TO DO: Continue the summary of the ST-deconv spatial transcriptomics study, starting after its last line.

PASSAGE PROVIDED:
● ● ● ●

Purpose of the Study:

  • To develop a deep learning model, ST-deconv, that integrates spatial information for enhanced transcriptomic analysis.
  • To improve the resolution and accuracy of spatial transcriptomics by deconvoluting cellular composition.
  • To enable large-scale, high-resolution spatial transcriptomic data generation from single-cell input for spatial cell type composition learning.

Main Methods:

  • Developed ST-deconv, a deep learning-based deconvolution model incorporating spatial information.
  • Utilized contrastive learning to enhance spatial representation of adjacent spots and improve spatial relationship inference.
  • Employed domain-adversarial networks for improved generalization and deconvolution across diverse datasets.

Main Results:

  • ST-deconv significantly outperforms traditional methods, reducing root mean square error (RMSE) by 13% to 60%.

● ● ● ●

DATA FOR ANALYSIS:
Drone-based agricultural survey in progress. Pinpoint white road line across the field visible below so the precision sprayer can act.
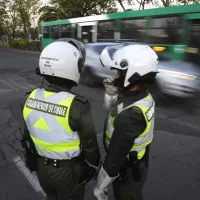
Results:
[156,114,200,131]
[13,156,46,196]
[0,80,34,91]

● ● ● ●

ANSWER SECTION:
  • Achieved low RMSE values (0.03-0.07) across datasets with varying spatial correlations.
  • Successfully reconstructed tissue structure with high purity (0.68 on MOB) and cell type correlation (0.76 on PDAC).

Conclusions:

  • ST-deconv provides a powerful tool for enhancing spatial transcriptomics and enabling high-resolution cellular mapping.
  • The model facilitates the learning of spatial cell type composition and improves downstream analyses of intercellular interactions.
  • This advancement bridges the gap between single-cell resolution and spatial context in transcriptomic studies.